Consultation with a trade union is not a consent seeking process. Failure of negotiation with the trade union does not bar an employer from proceeding with retrenchment. However, under section 38(2)(3) of the Employment and Labour Relations Act, 2004 and rule 23(9) of the Employment and Labour Relations (Code of Good Practice) Rules, 2007 where a trade union or employees refer a complaint against the ongoing retrenchment process to the Commission for Mediation and Arbitration (CMA), the employer is required to stop the implementation of the retrenchment until the expiration of 30 days from the date of referral of the dispute to the CMA. After expiration of 30 days, the Employer may proceed with the retrenchment unilaterally but such unilateral retrenchment may still be challenged on procedure or merits. If the trade union has not referred the dispute to the CMA, your company may proceed with the retrenchment unilaterally.

Offence partly committed in Mainland Tanzania and partly in Zanzibar

I understand that judiciary except the Court of Appeal is not a union matter. What if an offence is partly committed in Mainland Tanzania and partly in Zanzibar, can the accused be tried in a court of Tanzania Mainland?
PO, Arusha

Yes. Section 7 of the Penal Code confers the Courts of Mainland Tanzania with jurisdiction to try offences that have been partly committed in Mainland Tanzania and outside Mainland Tanzania. This section can be used to try an offence whose commission might have been organised from Zanzibar or it was partly committed in Zanzibar and partly in Mainland Tanzania.

Advertising misleading on price

There is a particular airline that sent out an e mail advert of tickets at very competitive prices but has never made them available even if you are the first person to contact them. I have reason to believe that they are trying to attract people to call them to sell seats at higher prices, which they are successfully doing. Is there no law that protects passengers who are treated like this? It is unfair for them to be misguiding the public like this. Can the airline also demand payment in advance or can I ask for credit?

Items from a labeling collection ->
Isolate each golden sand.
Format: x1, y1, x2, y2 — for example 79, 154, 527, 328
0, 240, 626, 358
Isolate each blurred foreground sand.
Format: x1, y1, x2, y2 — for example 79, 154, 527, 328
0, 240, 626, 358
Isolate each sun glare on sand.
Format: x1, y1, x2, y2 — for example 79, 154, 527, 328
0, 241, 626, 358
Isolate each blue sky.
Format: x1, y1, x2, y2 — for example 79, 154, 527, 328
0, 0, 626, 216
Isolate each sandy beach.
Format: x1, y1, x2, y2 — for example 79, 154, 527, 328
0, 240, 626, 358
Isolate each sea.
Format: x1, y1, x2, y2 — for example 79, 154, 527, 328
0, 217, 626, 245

* * *

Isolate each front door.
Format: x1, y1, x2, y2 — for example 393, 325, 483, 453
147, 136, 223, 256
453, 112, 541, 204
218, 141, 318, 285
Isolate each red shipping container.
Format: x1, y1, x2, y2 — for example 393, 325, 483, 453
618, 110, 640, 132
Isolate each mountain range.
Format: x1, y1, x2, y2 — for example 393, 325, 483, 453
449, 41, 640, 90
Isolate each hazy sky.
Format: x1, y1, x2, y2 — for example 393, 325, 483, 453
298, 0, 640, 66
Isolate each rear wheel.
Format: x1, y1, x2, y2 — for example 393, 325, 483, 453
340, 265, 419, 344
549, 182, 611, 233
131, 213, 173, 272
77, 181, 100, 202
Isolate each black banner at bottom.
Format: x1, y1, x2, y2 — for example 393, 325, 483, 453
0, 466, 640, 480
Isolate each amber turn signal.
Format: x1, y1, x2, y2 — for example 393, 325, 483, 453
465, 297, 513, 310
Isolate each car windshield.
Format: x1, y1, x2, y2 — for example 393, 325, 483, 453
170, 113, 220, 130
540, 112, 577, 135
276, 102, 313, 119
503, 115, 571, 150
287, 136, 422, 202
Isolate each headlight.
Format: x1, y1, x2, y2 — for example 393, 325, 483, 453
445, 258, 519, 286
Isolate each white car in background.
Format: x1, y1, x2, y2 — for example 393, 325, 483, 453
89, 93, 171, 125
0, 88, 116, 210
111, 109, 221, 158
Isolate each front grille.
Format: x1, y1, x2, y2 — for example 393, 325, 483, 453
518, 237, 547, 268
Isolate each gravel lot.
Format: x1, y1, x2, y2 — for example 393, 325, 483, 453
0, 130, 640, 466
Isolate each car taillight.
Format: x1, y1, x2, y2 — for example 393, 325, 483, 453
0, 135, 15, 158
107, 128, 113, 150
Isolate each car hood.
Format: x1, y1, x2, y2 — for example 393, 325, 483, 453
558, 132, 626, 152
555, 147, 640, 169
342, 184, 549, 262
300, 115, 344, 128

==

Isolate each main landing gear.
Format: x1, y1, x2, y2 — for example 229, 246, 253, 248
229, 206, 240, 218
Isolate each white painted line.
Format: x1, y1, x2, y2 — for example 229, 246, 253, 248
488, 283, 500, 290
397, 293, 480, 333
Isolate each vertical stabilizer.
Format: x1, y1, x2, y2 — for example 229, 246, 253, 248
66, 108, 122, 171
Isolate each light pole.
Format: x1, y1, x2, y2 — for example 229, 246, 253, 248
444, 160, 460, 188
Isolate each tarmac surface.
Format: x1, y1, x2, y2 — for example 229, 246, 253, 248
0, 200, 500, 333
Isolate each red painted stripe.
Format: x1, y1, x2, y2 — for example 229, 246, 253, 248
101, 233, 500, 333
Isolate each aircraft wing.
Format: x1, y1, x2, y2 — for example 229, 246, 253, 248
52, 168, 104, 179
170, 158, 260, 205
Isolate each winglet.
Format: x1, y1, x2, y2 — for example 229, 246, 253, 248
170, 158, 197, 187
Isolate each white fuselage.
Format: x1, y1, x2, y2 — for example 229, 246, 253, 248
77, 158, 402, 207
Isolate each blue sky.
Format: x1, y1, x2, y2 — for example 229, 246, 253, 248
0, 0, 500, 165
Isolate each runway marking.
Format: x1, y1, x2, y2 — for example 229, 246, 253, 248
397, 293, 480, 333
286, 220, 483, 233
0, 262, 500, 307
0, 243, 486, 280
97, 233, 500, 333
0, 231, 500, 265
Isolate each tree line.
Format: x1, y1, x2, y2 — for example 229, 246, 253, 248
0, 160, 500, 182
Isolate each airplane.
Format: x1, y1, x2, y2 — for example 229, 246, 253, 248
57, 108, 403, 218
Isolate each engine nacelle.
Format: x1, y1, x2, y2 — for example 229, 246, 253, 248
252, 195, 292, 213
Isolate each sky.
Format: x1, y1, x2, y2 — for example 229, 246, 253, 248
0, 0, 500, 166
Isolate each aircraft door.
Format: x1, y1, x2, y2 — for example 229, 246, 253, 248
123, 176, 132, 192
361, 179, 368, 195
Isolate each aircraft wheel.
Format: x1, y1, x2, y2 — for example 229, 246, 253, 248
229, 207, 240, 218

REQUEST -> Write the next part of the reader Q&A on Tanzanian law, picking up after its last sentence.

IN RESPONSE ->
PE, Moshi

This is illegal and in contravention of our laws. Under section 22 of the Fair Competition Act it is stated that (I) no person shall advertise goods or services for supply at a specified price if there are reasonable grounds, of which he is aware, or ought reasonably to be aware, for believing that he will not be able to offer for supply those goods or services at that price for a period that is, and in quantities that are, reasonable having regard to the nature of the market in which he carries on business and the nature of the advertisement. (2) Any person who has, in trade, advertised goods or services for supply at a specified price shall offer such goods or services for supply at that price for a period that is, and in quantities that are, reasonable having regard to the nature of the market in which he carries on business and the nature of the advertisement. This is reportable with the Fair Competition Commission who can take appropriate action.

As for credit, there is no law that covers on how payment should be made. Most airlines indeed demand upfront payment which is quite standard in many parts of the world. We do not see this as being a breach of any law. What the airline cannot demand is for you to pay in USD only. A TZS option of paying, at equivalent exchange rate, must be provided for as well.